## Your objective
Update the lines from the one containing "of the textured" through the end of the lines, replacing "textured concrete floor" with "rough concrete floor" and keeping everything else unchanged.

··········

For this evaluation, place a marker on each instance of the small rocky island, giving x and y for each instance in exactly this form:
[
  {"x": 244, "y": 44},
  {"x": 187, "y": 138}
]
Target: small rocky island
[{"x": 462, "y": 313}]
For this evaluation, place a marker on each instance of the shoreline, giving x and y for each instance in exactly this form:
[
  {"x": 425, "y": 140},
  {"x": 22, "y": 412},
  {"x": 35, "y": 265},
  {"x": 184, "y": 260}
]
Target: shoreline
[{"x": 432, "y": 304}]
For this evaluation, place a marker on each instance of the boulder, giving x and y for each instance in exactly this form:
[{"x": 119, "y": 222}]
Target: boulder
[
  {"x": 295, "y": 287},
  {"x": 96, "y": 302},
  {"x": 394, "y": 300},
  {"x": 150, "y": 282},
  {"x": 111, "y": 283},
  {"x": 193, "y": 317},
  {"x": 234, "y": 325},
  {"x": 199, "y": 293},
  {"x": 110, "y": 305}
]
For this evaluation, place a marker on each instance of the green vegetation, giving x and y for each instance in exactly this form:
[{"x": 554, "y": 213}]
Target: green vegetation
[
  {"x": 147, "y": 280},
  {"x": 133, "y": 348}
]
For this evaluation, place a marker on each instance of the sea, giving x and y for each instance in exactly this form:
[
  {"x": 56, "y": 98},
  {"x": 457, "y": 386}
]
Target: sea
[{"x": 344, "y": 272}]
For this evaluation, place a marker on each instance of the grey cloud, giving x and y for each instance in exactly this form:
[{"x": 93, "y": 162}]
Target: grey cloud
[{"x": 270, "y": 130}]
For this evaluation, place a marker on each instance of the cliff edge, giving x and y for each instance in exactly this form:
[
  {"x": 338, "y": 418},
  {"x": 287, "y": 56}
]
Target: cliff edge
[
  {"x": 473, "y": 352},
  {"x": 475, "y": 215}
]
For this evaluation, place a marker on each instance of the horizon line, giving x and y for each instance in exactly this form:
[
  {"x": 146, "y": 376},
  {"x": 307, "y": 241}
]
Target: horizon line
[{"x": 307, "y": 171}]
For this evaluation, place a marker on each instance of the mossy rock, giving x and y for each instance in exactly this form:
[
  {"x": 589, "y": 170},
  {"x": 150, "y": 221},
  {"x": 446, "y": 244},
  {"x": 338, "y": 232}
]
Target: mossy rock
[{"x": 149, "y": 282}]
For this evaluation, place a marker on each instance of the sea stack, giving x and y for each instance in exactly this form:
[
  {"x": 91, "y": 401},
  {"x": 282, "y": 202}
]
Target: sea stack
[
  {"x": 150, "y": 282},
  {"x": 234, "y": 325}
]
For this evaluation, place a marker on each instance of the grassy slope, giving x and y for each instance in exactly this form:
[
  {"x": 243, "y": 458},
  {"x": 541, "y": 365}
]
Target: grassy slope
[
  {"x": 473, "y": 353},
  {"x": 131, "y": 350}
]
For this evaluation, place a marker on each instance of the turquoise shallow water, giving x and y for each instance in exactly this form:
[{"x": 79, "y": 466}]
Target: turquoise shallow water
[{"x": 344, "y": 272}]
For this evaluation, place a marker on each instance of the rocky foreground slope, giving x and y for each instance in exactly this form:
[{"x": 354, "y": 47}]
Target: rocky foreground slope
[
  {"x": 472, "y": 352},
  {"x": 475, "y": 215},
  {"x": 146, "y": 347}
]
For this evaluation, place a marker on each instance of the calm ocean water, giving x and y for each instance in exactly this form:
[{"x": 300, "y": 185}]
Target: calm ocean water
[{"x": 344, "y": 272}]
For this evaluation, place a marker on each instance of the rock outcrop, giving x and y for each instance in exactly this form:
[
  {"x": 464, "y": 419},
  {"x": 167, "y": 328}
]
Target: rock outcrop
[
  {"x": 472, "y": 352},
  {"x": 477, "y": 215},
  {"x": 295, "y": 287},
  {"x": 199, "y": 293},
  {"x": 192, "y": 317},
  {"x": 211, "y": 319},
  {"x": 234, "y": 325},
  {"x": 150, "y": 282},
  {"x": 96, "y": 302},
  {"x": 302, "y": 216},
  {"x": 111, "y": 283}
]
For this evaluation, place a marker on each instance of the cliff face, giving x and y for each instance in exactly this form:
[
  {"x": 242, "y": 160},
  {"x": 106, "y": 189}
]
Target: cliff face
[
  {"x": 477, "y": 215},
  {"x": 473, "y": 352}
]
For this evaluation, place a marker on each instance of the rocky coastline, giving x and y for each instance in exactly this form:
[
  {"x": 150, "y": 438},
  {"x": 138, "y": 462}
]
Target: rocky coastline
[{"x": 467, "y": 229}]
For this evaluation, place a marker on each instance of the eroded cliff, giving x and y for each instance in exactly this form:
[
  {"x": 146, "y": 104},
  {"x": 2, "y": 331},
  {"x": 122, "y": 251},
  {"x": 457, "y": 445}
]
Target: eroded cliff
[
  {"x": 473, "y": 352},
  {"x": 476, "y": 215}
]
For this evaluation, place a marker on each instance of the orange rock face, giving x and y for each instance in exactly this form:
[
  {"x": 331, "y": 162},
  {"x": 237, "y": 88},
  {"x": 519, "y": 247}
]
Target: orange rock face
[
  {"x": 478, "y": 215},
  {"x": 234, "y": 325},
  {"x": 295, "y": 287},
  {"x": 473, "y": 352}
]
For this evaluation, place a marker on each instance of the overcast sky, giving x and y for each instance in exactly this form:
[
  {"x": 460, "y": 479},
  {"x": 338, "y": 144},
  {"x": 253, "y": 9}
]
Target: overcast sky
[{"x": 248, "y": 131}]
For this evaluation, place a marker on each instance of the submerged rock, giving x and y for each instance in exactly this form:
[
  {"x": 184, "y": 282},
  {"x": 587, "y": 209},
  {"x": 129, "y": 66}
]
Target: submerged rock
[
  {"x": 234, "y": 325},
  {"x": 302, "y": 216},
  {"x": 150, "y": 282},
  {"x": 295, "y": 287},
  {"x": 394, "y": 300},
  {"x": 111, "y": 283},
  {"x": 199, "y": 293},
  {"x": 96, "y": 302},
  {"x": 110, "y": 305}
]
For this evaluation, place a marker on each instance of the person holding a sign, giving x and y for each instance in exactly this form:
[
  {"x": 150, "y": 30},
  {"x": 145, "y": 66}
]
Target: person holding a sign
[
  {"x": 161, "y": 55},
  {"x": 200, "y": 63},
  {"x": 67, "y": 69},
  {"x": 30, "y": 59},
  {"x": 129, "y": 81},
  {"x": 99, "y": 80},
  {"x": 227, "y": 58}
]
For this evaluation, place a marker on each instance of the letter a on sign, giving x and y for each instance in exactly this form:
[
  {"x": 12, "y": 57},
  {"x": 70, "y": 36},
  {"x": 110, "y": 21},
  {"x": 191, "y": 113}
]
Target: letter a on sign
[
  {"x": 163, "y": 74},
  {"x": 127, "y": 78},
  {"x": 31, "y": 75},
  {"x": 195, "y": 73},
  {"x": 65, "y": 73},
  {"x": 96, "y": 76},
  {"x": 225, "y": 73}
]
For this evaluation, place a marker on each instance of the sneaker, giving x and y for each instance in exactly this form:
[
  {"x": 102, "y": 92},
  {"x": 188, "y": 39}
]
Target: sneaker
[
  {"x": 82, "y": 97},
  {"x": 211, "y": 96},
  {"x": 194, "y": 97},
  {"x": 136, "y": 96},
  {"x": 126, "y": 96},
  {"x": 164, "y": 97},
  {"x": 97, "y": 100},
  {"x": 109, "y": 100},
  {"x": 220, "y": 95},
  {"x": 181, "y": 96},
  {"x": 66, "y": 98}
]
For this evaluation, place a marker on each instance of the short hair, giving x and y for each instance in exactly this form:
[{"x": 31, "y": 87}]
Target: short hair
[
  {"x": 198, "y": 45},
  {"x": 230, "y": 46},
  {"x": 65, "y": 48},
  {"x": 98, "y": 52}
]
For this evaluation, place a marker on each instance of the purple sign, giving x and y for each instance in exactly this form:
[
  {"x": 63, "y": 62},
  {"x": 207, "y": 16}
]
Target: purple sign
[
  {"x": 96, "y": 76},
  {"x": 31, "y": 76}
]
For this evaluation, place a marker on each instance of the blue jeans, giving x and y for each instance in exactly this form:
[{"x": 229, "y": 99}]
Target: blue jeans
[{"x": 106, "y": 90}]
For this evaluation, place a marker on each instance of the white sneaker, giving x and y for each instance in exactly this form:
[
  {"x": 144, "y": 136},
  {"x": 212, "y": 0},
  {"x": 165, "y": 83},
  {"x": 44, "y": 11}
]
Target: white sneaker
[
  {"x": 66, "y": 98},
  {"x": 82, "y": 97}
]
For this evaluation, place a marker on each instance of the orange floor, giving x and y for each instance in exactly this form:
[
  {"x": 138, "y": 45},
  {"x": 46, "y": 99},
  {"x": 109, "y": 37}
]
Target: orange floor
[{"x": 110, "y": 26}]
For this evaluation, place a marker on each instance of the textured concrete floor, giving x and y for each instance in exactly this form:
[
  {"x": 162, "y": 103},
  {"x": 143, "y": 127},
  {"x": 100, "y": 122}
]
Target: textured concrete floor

··········

## Expected answer
For this evaluation, place a marker on each instance of the rough concrete floor, giving x and y for each instance in exactly this form:
[
  {"x": 162, "y": 103},
  {"x": 143, "y": 127},
  {"x": 100, "y": 122}
]
Target: rough concrete floor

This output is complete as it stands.